====== Working data ======

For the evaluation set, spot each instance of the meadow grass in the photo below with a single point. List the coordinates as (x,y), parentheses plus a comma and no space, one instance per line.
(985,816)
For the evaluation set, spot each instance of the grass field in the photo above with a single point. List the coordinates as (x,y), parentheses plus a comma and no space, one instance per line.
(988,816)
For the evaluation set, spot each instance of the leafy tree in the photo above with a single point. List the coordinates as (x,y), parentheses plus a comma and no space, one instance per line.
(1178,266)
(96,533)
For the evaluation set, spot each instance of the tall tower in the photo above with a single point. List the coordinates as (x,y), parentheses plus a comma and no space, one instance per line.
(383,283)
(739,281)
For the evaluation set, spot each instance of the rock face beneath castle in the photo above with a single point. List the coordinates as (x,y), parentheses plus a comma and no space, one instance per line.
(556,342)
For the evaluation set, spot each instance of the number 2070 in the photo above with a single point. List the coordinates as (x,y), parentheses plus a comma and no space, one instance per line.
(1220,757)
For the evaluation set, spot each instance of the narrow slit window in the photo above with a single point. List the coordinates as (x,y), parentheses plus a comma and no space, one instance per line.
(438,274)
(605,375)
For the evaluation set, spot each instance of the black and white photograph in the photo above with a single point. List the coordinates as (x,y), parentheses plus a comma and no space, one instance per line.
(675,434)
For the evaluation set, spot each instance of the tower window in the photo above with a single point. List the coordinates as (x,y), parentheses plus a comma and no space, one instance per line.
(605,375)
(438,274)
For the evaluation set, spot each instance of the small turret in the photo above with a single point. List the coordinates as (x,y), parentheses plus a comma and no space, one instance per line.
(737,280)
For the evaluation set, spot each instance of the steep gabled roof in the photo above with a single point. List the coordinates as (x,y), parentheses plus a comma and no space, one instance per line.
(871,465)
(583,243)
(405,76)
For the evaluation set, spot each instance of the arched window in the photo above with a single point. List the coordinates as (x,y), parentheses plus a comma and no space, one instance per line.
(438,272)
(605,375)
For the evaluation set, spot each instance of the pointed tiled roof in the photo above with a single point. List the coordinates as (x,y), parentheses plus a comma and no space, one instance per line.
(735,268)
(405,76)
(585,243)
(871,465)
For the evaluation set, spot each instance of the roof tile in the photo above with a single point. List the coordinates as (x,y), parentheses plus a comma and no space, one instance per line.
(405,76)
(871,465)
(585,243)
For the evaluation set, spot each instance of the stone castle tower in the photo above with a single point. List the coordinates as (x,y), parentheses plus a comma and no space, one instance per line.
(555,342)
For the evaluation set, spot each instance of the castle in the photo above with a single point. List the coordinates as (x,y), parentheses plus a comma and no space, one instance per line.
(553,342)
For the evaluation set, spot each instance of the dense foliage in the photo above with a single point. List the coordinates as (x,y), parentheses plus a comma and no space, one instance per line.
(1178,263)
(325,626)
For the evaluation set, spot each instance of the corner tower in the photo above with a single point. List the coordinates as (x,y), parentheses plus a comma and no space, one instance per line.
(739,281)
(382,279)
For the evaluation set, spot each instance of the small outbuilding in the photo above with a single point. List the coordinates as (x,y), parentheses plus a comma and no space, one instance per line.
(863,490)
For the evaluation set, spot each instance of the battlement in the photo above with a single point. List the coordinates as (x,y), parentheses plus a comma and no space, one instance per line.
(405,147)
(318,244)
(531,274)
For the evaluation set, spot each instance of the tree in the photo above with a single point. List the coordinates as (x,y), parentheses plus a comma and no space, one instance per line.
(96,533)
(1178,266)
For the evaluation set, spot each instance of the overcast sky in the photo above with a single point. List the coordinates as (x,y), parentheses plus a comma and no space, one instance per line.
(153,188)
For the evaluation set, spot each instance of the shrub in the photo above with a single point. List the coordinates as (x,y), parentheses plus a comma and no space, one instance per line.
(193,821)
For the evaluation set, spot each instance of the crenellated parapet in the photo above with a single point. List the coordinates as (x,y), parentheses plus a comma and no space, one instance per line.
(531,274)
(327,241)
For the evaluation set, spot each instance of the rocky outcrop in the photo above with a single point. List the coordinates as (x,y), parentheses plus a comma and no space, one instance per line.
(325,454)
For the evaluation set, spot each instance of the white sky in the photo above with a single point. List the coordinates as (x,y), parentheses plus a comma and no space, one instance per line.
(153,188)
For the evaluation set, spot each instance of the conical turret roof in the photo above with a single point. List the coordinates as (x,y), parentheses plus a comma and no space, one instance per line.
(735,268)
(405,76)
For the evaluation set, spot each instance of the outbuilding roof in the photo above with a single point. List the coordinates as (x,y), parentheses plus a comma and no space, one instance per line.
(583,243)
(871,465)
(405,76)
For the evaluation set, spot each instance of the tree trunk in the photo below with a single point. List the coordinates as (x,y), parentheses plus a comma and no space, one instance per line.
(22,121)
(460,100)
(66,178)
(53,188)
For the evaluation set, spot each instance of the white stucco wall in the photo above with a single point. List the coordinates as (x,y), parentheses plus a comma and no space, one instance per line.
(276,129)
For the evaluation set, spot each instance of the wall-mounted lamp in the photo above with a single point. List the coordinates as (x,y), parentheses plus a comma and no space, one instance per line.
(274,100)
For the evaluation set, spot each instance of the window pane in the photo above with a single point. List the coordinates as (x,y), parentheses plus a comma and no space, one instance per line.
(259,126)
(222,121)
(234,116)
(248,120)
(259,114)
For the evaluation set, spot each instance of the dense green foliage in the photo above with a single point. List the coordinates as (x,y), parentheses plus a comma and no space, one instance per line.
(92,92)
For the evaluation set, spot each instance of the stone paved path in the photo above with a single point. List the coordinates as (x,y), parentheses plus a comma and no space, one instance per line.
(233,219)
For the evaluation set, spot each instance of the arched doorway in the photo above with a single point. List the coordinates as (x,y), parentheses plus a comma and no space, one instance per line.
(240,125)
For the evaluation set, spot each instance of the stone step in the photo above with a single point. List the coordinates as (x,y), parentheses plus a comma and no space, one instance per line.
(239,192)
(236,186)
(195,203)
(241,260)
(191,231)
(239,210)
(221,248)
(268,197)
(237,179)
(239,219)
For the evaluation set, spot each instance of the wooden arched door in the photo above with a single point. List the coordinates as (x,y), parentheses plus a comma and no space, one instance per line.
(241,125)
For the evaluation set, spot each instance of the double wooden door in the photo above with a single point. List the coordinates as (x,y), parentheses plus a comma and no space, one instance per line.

======

*Work to complete:* Repeat the whole listing exactly, keeping every line intact.

*Reply to the exercise:*
For the evaluation set, spot each instance of the meadow grass in the photo below with a single point. List the coordinates as (x,y), parentheses plus a comma and no space, one instance per line.
(985,816)
For the evaluation set, spot each instance of the grass field in the photo above with a single point. List the coordinates as (x,y), parentheses plus a comma and no space, one instance per line.
(988,816)
For the evaluation set, spot each instance of the leafy tree in the photo above with a single point. List the coordinates as (x,y), parentheses plus a comma and no space, one instance per line.
(1178,266)
(96,533)
For the evaluation set, spot each instance of the tall tower in the photo above with a single point. List the coordinates as (x,y), parentheses plus a comma and no space, one instance per line.
(383,283)
(739,281)
For the evaluation set, spot each instance of the rock face beneath castle in the photo above with a single point. List the coordinates as (x,y), parentheses plus a comma and no space, one instance per line.
(556,342)
For the evaluation set, spot each instance of the number 2070 in the photo above with a single point. List the coordinates as (x,y), parentheses plus a comma and no space, one instance per line.
(1220,757)
For the evaluation set, spot each instance of the narrow slit window in the photo above with a single point. List the coordinates as (x,y), parentheses plus a comma and no space, one instance per line.
(438,274)
(605,375)
For the evaluation set, spot each instance of the black and white photograph in the photo above with a single point. List the coordinates as (x,y), parentheses plus a comma and no space, one instance per line.
(675,434)
For the evaluation set, spot each instance of the tower window in the photo above with a single point. List the coordinates as (x,y), parentheses plus a comma and no space, one instance per line.
(605,375)
(438,274)
For the evaluation set, spot each instance of the small turret in the photo above with a single point. List the coordinates as (x,y), parentheses plus a comma and no space, one instance per line.
(737,280)
For the evaluation set, spot each instance of the steep gabled roof in the photo above with a single point. List the coordinates as (x,y), parentheses plus a comma and no space, one instance per line.
(871,465)
(583,243)
(405,76)
For the evaluation set, spot each instance of the arched window in the photo above with a single point. List the coordinates as (x,y), parentheses plus a comma and no space, one instance per line.
(438,272)
(605,375)
For the evaluation set, spot each instance of the pointed tiled roof in the photo above with a single point. List the coordinates as (x,y), parentheses plus a comma and no space, one instance per line.
(735,268)
(405,76)
(585,243)
(871,465)
For the evaluation set, spot each instance of the roof tile in the photo above with a single point. List the coordinates as (x,y), parentheses plus a comma and no space, one instance per line.
(405,76)
(871,465)
(585,243)
For the evaluation set, spot each instance of the stone castle tower in the photo above with a single point. List the coordinates as (x,y), parentheses plus a comma and no space, one instance per line.
(555,342)
For the evaluation set, spot each instance of the castle in the photo above with a single point. List the coordinates as (x,y), parentheses plus a comma and no space, one instance per line.
(553,342)
For the evaluation set, spot each instance of the dense foliage in the photo above with a single point. List the coordinates as (x,y), parentheses plus a comma and no space, one instance per line.
(1178,263)
(325,626)
For the evaluation set, spot each instance of the corner tower in the photo above with a single point. List the coordinates as (x,y), parentheses plus a comma and no space, one instance per line.
(739,281)
(382,279)
For the evaluation set, spot each instance of the small outbuilding in the photo above with a single point. List the coordinates as (x,y), parentheses plus a comma and no space, one instance per line.
(863,490)
For the evaluation set, spot each instance of the battlement in the photo above with a single point. List the coordinates as (x,y), parentheses plus a comma and no space, one instance per line.
(405,147)
(318,244)
(531,274)
For the evaluation set, spot each instance of the tree in the photo above with a single point. List the coordinates as (x,y), parentheses plus a comma and no space, one instance per line.
(96,533)
(1178,266)
For the evaluation set, spot each instance of the overcast sky in the photo above with a single point. List the coordinates as (x,y), parentheses plus a comma and no space, one instance per line.
(153,188)
For the evaluation set, spot each instance of the shrub in the photo above with a single point. List the coordinates as (x,y), parentheses plus a comma and no space, one instance per line.
(193,821)
For the evaluation set, spot each instance of the crenellated parapet in the photo above with a single point. List the coordinates as (x,y), parentheses plus a comma and no space, one instance per line.
(531,274)
(327,241)
For the evaluation set, spot each instance of the rocky outcrop in the photo above with a single point. List the coordinates as (x,y), parentheses plus a comma and no space, one instance per line.
(325,454)
For the evaluation set, spot each instance of the white sky in the photo above with a single point. List the coordinates as (x,y), parentheses plus a comma and no space, one instance per line.
(153,188)
For the evaluation set, spot each instance of the conical turret roof in the photo above with a single point. List the coordinates as (x,y), parentheses plus a comma and no space, one instance per line.
(735,268)
(405,76)
For the evaluation set, spot each instance of the outbuilding roof in the photo above with a single point. List the coordinates as (x,y), parentheses plus a comma and no space, one instance per line.
(583,243)
(871,465)
(405,76)
For the evaluation set, spot each instance of the tree trunk in the photo below with a single point. List the coordinates as (x,y), parentheses plus a comma and no space, one instance per line.
(22,121)
(460,100)
(66,178)
(53,188)
For the evaluation set, spot each instance of the white stucco wall in the photo above with a single point. List the coordinates as (x,y), parentheses plus a comma and no space, one instance per line.
(276,129)
For the evaluation set, spot each instance of the wall-mounted lamp in the photo above with a single point. List the coordinates as (x,y), parentheses plus a comma and no space, one instance per line.
(274,100)
For the evaluation set, spot each instance of the window pane in the photo above with a single point. List the coordinates as (x,y), parentheses plus a comma and no space, one instance per line.
(259,126)
(222,121)
(234,116)
(248,120)
(259,114)
For the evaluation set, spot each instance of the dense green foliage in the photo above with a single point. List the coordinates as (x,y), parentheses plus a comma and no space, one instance per line.
(92,92)
For the evaluation set, spot each instance of the stone paved path in the photo above with a single point. List the coordinates as (x,y), parentheses plus a comma and no space, one instance per line.
(233,219)
For the evaluation set, spot each instance of the arched doorway in the photo above with a single point. List the coordinates as (x,y), parentheses plus a comma and no space, one instance per line.
(240,125)
For the evaluation set, spot each instance of the stone step in the photo above with a single point. List the coordinates as (x,y), parentheses plus a comma and no space, one instance per line.
(239,192)
(236,186)
(195,203)
(241,260)
(191,231)
(239,210)
(221,248)
(268,197)
(237,179)
(239,219)
For the evaluation set, spot each instance of the wooden arched door in the photo above with a single point. List the coordinates as (x,y), parentheses plus a comma and no space, one instance per line.
(241,125)
For the evaluation set, spot each instance of the double wooden door in the photo above with a single point. List the coordinates as (x,y), parentheses plus a comma and no space, one instance per line.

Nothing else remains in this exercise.